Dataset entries
□ □ □ □ □

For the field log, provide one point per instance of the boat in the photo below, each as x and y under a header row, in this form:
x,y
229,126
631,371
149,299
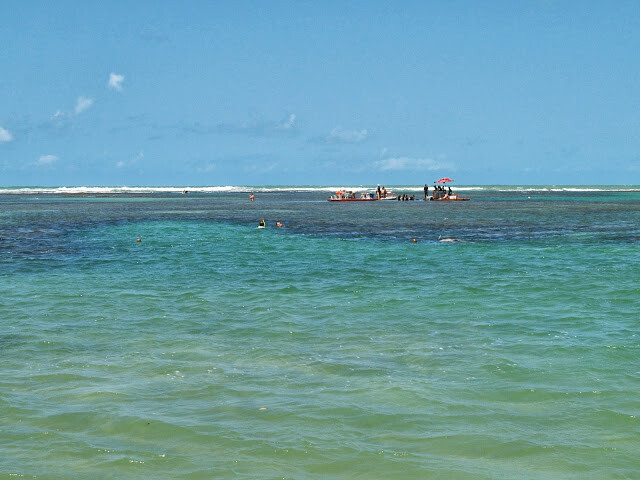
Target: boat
x,y
344,196
454,197
442,195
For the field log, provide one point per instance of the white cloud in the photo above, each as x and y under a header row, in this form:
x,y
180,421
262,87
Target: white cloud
x,y
82,104
134,160
46,160
5,135
209,167
340,135
115,81
289,124
406,163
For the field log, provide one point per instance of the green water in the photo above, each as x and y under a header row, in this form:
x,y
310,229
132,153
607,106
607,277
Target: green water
x,y
334,347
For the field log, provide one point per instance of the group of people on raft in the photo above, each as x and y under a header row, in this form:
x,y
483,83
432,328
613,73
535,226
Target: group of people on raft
x,y
439,191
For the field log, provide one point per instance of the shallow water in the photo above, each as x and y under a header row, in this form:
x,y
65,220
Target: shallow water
x,y
335,347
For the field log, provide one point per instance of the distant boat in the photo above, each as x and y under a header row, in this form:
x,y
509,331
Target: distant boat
x,y
344,196
454,197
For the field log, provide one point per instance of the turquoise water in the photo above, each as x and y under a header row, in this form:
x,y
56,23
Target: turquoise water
x,y
334,347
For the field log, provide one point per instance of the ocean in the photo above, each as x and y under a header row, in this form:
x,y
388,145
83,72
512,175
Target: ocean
x,y
156,332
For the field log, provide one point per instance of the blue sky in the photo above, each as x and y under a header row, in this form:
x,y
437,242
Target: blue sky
x,y
319,93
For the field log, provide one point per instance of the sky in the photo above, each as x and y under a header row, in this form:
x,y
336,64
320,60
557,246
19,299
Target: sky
x,y
130,93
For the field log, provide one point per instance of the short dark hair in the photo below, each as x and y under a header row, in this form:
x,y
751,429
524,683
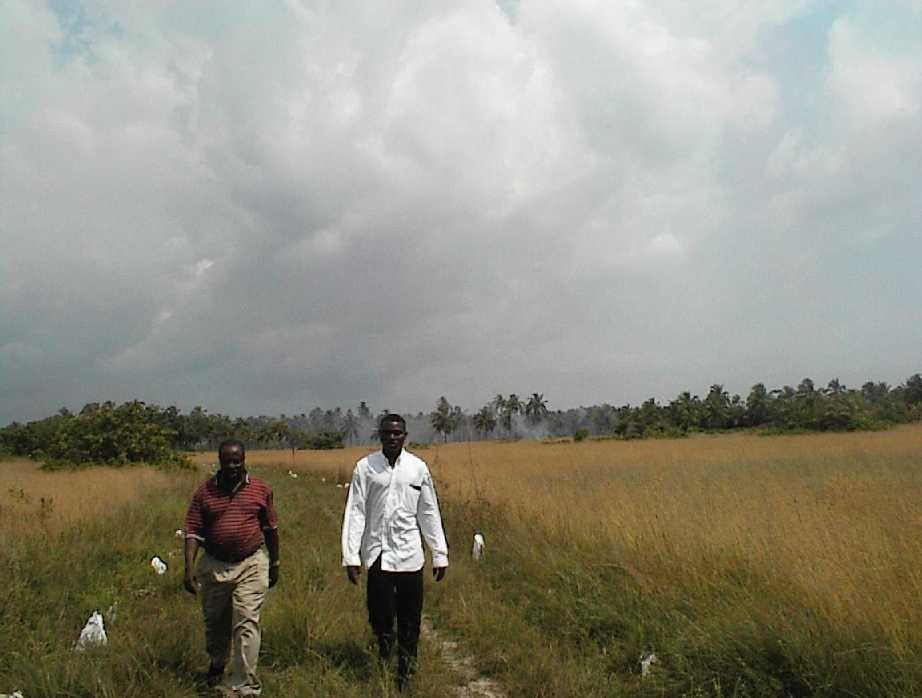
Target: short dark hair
x,y
392,417
230,443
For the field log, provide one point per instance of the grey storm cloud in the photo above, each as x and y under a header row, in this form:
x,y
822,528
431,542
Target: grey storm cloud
x,y
264,207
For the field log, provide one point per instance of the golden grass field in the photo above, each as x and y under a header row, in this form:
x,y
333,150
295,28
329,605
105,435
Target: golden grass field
x,y
782,565
836,517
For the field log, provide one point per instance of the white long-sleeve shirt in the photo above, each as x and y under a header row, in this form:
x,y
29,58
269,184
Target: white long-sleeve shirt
x,y
386,511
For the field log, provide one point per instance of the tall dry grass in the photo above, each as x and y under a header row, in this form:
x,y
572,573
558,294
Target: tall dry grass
x,y
33,499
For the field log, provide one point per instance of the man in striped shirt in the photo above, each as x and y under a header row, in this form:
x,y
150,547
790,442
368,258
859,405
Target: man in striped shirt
x,y
231,515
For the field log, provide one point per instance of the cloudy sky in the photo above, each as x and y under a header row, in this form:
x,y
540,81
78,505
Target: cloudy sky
x,y
263,207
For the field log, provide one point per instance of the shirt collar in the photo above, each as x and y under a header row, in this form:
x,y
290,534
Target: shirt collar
x,y
217,482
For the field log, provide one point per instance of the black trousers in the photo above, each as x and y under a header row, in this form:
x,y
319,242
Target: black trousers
x,y
396,596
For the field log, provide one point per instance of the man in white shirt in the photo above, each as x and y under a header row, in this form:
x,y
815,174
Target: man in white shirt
x,y
391,506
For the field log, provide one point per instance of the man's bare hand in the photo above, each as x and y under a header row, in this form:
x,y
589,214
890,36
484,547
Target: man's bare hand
x,y
190,582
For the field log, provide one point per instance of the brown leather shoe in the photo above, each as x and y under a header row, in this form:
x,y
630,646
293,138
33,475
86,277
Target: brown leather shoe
x,y
214,676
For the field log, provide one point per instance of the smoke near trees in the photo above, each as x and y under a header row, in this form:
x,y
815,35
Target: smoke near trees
x,y
107,433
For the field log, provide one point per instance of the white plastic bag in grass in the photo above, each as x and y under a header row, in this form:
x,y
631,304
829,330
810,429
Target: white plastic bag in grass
x,y
478,547
159,565
647,660
93,633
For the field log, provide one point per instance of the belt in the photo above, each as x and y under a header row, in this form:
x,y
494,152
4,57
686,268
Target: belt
x,y
231,559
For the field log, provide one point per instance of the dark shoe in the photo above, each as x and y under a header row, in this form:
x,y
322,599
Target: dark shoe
x,y
406,668
214,675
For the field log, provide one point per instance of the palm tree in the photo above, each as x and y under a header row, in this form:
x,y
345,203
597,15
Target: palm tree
x,y
443,419
535,409
511,407
485,421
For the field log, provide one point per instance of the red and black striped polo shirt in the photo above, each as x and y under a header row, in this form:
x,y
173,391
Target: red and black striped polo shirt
x,y
230,524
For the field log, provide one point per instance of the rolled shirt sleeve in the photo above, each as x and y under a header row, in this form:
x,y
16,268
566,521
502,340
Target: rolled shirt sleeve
x,y
268,516
354,521
195,520
430,522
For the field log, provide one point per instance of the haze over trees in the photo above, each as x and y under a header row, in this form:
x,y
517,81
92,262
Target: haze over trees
x,y
107,433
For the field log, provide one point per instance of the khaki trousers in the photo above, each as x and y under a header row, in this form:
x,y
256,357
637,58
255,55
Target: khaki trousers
x,y
232,597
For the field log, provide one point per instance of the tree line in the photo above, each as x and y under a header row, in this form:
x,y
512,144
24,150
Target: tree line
x,y
134,431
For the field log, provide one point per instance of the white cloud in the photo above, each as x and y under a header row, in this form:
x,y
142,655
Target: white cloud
x,y
320,203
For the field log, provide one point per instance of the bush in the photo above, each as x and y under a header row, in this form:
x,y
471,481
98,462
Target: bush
x,y
324,440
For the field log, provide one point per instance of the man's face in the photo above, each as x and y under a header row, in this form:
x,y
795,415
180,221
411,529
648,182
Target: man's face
x,y
232,464
392,435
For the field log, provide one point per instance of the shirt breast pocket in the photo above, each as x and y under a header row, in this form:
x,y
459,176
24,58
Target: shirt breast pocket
x,y
411,495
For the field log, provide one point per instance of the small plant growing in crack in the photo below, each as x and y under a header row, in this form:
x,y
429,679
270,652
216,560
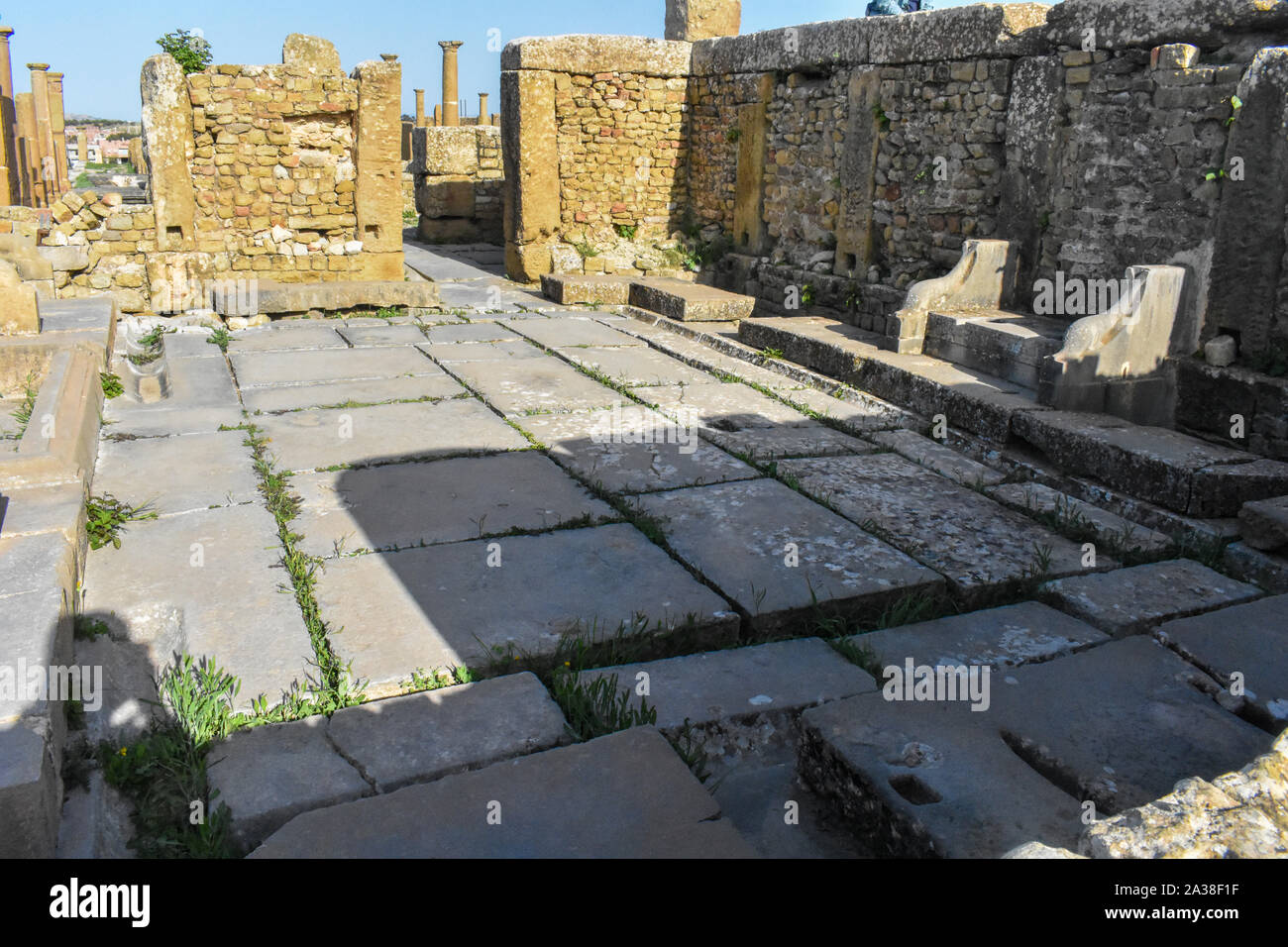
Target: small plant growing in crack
x,y
106,515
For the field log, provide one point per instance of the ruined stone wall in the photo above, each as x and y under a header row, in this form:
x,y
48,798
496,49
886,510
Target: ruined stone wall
x,y
459,183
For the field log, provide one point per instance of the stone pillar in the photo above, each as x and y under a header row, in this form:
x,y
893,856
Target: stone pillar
x,y
44,146
531,157
11,174
167,146
26,151
377,193
58,125
451,105
702,20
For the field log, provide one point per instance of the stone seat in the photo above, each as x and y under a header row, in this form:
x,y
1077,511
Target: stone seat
x,y
283,299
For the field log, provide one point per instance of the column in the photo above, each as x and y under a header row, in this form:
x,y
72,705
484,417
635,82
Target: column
x,y
451,105
58,125
47,170
11,175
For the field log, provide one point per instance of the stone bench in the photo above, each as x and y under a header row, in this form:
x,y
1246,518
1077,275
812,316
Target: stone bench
x,y
288,299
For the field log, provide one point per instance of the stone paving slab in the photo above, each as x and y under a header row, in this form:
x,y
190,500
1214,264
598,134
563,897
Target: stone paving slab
x,y
570,331
634,450
636,367
202,398
1131,600
310,440
445,605
160,594
737,535
270,398
430,735
295,334
1120,724
780,677
269,775
202,471
343,365
1265,523
471,331
578,801
996,637
539,385
1109,527
364,337
501,351
930,779
975,543
400,505
1249,639
938,458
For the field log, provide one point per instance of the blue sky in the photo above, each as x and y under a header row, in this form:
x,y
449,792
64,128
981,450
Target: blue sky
x,y
101,47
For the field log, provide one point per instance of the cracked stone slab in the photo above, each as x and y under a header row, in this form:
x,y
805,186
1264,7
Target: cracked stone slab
x,y
938,458
378,335
578,801
1121,723
312,440
535,385
634,450
571,331
776,678
1249,639
168,586
1109,527
635,367
501,351
1131,600
458,499
996,637
259,368
471,331
202,398
445,605
425,736
202,471
975,543
269,775
737,535
292,334
271,398
930,779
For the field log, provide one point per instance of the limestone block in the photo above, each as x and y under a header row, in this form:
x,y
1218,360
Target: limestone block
x,y
310,53
700,20
168,146
377,195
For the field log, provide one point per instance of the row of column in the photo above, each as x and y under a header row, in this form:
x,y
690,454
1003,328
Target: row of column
x,y
34,169
449,112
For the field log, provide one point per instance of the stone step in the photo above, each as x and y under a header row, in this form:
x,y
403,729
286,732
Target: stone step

□ □ □ □ □

TO DO
Show all lines from the entries that hold "below".

EXERCISE RESPONSE
For the field log, provide one point per instance of the boat in the photo below, each as x and y under a header row, in this form:
For the field log, provide one point per instance of the short dark hair in the photo below, each as x and y under a header row, in this form:
For the field log, provide one point per instance of the small plant growing in crack in the photo below, each as x and y under a header row, in this form:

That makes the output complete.